*** DOCUMENT EXCERPT ***

The fiend Ennui awhile consents to pine
Jan. 02, 2004 ] 5:03 AM
Ennui. That word crops up far too much these days. I assiduously apply it to every aspect of my life that I show a lack of interest in. I used to be effusively passionate in almost everything I enjoyed or disliked. There was rarely a spectrum of emotion. Often, it was one extreme or the other. And when I displaced myself from either end of the spectrum, I was restless, discontented and felt out of place.

The only exception these days, is of course the intolerance that comes so quick. Thank goodness for incalculated manners. I know that I felt somewhat guilty and penitent after that outpouring of scorn (online) about that annoying man. And had I not been restrained by good manners when the incident took place, I would have done something that I would have immured myself in such a mire of mutual bad feeling that I wouldn't be able to pull myself out of.

That is my most besetting flaw. The blind spot that ensures that whoever has the misfortune to blaze himself into my bad books is never erased. There will forever be this wall of coolness and disdain between said person and I.

*** End of DOCUMENT EXCERPT ***

## PROBLEMS TO SOLVE
(a) Answer these questions about the entry on ennui:
(i) What date and time does the entry on ennui carry?
(ii) How did the writer feel after the outpouring of scorn online about the annoying man?
(iii) According to the writer, what will forever stand between them and anyone who lands in their bad books?
(b) Pick up the entry on ennui after its final sentence and carry it forward in the same voice.

*** STORED DATA ***

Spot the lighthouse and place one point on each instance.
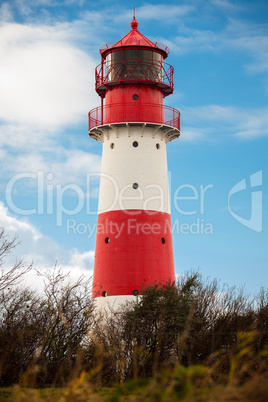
(134, 233)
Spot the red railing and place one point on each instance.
(147, 113)
(134, 70)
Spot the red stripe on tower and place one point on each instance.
(134, 236)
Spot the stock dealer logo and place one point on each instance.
(255, 220)
(189, 202)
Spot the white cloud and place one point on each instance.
(43, 251)
(227, 120)
(163, 12)
(45, 81)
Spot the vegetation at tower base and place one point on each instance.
(194, 340)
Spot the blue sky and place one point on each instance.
(219, 50)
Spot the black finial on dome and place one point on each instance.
(134, 24)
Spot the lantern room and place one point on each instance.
(133, 74)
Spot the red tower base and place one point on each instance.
(133, 249)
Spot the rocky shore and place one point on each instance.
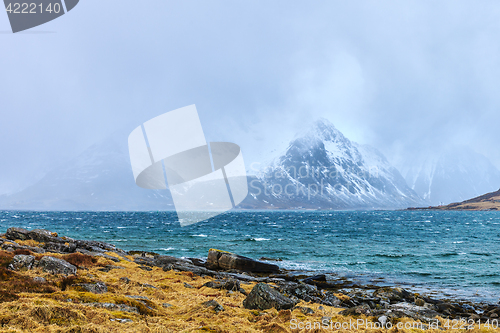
(58, 284)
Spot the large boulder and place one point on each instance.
(96, 288)
(56, 266)
(228, 261)
(44, 236)
(264, 297)
(21, 261)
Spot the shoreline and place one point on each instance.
(224, 271)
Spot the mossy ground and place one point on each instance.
(58, 306)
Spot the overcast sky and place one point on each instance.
(404, 76)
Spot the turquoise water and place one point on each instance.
(455, 253)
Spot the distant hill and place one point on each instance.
(99, 179)
(489, 201)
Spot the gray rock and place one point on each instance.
(44, 236)
(416, 312)
(264, 297)
(96, 288)
(21, 262)
(214, 305)
(184, 267)
(59, 247)
(392, 294)
(147, 285)
(230, 284)
(123, 321)
(363, 309)
(56, 266)
(137, 297)
(230, 261)
(419, 302)
(304, 310)
(125, 279)
(107, 268)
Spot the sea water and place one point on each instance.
(453, 253)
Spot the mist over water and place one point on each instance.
(455, 253)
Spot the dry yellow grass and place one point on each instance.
(64, 310)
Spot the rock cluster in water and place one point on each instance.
(275, 288)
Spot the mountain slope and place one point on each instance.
(452, 176)
(322, 169)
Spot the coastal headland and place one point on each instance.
(52, 283)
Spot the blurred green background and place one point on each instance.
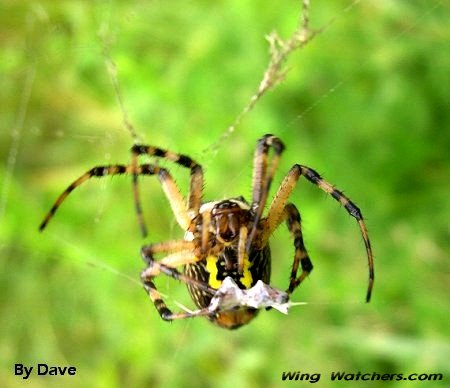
(365, 104)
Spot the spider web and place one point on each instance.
(19, 133)
(272, 77)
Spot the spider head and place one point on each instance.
(227, 217)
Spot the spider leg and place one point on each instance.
(177, 202)
(301, 257)
(164, 312)
(182, 253)
(279, 202)
(262, 177)
(98, 172)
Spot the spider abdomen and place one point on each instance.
(214, 269)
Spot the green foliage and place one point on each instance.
(365, 104)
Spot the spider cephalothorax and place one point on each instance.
(223, 239)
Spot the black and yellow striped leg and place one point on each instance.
(98, 172)
(279, 202)
(301, 257)
(172, 191)
(156, 267)
(263, 176)
(165, 313)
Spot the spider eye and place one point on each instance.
(227, 220)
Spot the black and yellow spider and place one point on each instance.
(225, 238)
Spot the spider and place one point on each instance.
(223, 238)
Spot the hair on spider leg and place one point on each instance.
(226, 241)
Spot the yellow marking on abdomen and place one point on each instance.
(211, 266)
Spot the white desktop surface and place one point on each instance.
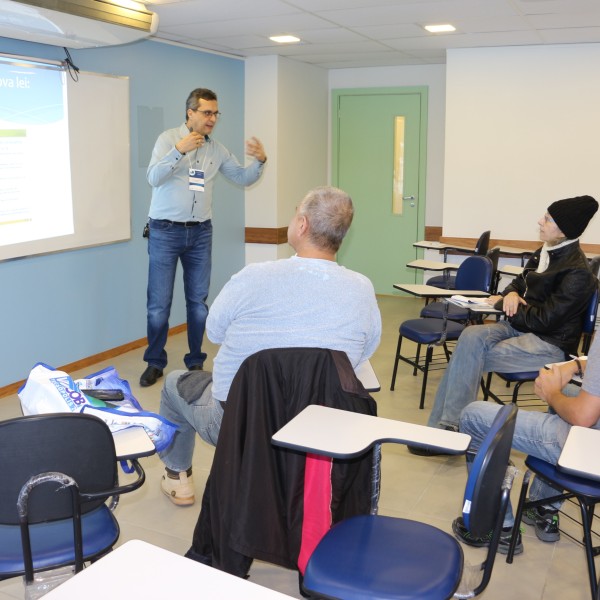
(510, 270)
(579, 455)
(133, 442)
(432, 245)
(366, 375)
(138, 570)
(341, 433)
(432, 265)
(423, 290)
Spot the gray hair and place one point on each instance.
(329, 212)
(195, 96)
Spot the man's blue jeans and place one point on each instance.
(203, 417)
(484, 348)
(168, 243)
(542, 435)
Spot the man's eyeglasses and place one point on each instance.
(208, 113)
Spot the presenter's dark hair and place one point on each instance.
(195, 97)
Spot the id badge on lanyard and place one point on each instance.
(196, 180)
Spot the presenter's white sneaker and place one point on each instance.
(180, 491)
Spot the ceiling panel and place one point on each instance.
(353, 33)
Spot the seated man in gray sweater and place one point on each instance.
(307, 300)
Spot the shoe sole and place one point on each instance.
(504, 549)
(548, 538)
(179, 501)
(542, 536)
(145, 383)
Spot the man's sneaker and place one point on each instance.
(545, 521)
(462, 534)
(180, 490)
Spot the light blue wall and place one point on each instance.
(63, 307)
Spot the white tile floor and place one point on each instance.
(427, 489)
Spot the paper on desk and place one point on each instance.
(575, 379)
(464, 301)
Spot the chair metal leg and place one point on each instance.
(586, 521)
(396, 363)
(425, 373)
(485, 387)
(516, 527)
(417, 359)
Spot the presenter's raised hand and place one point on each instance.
(192, 141)
(255, 148)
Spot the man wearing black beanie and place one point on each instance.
(544, 307)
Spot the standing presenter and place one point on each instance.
(184, 163)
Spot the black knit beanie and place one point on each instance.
(573, 214)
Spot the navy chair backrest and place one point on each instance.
(483, 492)
(590, 316)
(474, 273)
(483, 244)
(75, 444)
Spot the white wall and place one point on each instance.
(522, 130)
(287, 107)
(432, 76)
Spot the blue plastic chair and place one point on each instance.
(448, 282)
(383, 557)
(56, 472)
(474, 273)
(429, 332)
(585, 491)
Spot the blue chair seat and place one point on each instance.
(435, 310)
(364, 553)
(380, 558)
(52, 542)
(572, 483)
(428, 331)
(585, 491)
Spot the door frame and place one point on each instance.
(423, 93)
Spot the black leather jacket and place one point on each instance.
(557, 299)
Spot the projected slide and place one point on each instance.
(35, 178)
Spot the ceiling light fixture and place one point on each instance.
(284, 39)
(443, 28)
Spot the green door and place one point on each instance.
(368, 142)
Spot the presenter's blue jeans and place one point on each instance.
(480, 349)
(169, 243)
(538, 434)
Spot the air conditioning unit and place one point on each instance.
(76, 23)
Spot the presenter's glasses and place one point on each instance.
(209, 113)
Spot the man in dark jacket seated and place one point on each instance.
(544, 308)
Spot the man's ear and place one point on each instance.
(302, 225)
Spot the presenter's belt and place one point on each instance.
(179, 223)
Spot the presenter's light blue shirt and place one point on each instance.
(168, 175)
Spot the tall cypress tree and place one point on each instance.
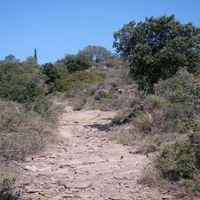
(35, 55)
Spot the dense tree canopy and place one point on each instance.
(95, 53)
(157, 47)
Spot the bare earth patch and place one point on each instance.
(86, 165)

*** End of STORED DATA ***

## RESPONSES IN ORDER
(a)
(i) Jan. 02, 2004, 5:03 AM
(ii) Somewhat guilty and penitent
(iii) A wall of coolness and disdain

(b)
As it is, I think I was so reserved and cool with that annoying man that I probably ended up sounding extremely curt (and rude) to his later attempts at conversation.

But ennui is what I blame for my disinterest in almost everything else. Including the Beau. It is probably why I don't feel much when re-reading my past entries except the occasional self-censorship and critical analysis, and maybe a complex roil of sadness and amusement at my own naivety. I digress.

I have noticed that a number of people in the blog community are embroiled in the situation of long distance relationships. A couple of them are not explicitly involved in one. Instead they are the confidants of someone who is. Nevertheless, a scenario which should evoke some sort of empathy is merely regarded with cool detachment.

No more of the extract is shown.